■ **Directions for this task**:
Copy out, word for word, the stretch of the rows below from the line containing "Could you please outline every instance of the lighthouse" through the last row, with both ends included.

■ **Data provided**:

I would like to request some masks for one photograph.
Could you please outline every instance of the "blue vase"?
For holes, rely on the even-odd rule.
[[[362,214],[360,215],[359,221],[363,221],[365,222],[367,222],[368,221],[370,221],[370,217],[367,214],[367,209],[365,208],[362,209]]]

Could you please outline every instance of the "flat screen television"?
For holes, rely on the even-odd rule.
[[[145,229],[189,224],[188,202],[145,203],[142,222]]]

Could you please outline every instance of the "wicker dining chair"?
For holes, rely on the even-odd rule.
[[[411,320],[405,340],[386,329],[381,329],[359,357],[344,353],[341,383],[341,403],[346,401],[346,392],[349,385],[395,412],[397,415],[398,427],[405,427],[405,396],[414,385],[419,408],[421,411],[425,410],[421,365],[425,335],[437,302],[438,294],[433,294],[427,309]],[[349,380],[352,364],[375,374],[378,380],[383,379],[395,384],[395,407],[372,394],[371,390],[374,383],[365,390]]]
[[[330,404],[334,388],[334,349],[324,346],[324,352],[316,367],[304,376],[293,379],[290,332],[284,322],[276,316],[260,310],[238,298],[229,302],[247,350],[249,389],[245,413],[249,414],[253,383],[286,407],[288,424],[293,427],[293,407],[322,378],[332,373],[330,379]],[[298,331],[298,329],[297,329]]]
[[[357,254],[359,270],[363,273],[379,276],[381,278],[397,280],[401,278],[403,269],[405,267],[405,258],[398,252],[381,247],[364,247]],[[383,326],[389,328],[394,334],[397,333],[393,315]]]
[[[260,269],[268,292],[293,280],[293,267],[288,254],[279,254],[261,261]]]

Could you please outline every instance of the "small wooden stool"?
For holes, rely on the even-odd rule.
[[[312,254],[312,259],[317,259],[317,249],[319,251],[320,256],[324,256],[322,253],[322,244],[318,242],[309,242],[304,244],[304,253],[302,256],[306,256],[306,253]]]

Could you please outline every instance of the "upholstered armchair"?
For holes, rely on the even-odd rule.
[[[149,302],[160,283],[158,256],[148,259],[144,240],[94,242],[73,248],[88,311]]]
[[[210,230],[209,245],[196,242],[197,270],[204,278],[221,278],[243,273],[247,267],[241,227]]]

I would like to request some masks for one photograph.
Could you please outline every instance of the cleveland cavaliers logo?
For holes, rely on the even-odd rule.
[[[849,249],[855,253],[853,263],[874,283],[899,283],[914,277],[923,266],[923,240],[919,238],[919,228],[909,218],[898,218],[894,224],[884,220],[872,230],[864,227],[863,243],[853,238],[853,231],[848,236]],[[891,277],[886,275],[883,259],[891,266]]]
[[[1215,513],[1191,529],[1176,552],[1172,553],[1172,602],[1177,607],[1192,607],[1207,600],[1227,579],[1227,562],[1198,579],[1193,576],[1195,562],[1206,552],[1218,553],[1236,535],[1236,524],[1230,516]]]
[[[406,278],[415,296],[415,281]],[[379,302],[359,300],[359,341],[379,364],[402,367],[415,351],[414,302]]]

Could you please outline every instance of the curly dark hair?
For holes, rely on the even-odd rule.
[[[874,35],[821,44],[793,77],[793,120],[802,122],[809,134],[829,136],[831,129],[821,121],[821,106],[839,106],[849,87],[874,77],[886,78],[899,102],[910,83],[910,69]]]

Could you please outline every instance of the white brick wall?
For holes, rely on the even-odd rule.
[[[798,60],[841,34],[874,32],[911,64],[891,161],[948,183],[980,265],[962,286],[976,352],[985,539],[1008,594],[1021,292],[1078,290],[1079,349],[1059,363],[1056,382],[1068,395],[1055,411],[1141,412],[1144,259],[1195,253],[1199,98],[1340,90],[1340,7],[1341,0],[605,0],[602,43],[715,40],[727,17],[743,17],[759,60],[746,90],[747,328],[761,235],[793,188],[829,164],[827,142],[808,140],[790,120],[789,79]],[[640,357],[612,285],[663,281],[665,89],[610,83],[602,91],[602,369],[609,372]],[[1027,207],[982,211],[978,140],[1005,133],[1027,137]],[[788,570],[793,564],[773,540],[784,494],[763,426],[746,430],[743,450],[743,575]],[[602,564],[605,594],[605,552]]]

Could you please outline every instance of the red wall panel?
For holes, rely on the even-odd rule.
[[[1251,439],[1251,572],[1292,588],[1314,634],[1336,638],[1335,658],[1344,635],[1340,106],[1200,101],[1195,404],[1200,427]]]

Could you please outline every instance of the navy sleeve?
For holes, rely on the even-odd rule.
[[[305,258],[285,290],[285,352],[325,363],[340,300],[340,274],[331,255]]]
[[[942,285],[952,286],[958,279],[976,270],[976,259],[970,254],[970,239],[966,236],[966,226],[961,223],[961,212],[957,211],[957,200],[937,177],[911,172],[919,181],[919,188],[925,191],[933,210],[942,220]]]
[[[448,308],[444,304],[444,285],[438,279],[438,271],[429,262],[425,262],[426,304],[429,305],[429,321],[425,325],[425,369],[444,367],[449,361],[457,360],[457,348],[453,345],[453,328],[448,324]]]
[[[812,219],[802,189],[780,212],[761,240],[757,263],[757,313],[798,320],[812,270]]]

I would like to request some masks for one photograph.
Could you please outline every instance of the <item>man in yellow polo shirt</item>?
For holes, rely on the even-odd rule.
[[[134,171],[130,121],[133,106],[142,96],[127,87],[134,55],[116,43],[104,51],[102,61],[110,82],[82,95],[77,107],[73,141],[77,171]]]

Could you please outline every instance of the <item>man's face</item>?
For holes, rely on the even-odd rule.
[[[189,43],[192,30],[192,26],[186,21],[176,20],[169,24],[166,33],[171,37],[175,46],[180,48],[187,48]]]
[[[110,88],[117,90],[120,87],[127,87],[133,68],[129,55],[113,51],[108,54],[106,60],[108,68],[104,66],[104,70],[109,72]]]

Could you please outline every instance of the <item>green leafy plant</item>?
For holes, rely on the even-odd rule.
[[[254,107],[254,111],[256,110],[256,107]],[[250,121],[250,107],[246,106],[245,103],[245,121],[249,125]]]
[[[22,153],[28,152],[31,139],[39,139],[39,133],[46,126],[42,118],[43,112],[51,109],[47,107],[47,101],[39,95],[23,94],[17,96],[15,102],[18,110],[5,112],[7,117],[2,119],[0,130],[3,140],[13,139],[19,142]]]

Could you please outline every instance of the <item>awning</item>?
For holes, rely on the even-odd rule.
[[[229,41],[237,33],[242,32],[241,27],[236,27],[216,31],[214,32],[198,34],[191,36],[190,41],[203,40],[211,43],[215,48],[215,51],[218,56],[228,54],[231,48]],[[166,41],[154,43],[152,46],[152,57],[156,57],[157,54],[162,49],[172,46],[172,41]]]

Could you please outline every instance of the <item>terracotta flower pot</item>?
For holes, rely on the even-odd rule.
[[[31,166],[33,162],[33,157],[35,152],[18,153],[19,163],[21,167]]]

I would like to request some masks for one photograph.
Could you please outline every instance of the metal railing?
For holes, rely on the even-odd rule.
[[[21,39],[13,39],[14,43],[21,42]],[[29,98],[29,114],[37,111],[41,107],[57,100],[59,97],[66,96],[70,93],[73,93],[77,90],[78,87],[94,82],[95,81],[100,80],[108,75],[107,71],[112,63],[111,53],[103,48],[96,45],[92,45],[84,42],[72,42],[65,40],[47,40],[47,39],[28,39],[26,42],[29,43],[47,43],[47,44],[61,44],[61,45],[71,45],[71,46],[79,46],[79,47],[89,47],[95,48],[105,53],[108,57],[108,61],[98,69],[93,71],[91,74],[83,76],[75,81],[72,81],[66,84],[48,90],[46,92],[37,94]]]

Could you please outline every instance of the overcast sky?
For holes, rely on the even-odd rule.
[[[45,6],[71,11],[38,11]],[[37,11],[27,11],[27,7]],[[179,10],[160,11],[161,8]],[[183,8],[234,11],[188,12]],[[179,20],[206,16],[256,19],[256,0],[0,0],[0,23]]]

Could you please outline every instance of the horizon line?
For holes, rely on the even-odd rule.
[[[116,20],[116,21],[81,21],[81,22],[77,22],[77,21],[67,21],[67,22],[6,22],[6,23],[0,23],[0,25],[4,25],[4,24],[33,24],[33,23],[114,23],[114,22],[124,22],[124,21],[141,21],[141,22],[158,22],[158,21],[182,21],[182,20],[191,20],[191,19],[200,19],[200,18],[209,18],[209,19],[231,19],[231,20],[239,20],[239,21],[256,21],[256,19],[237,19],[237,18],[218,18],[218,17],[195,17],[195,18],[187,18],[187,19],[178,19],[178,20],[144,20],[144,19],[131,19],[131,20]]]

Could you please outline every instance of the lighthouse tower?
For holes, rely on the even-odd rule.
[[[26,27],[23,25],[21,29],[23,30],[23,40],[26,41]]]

■ **Result for this task**:
Could you please outline every instance of the lighthouse tower?
For holes, rely on the even-odd rule.
[[[26,27],[23,25],[21,29],[23,30],[23,40],[26,41]]]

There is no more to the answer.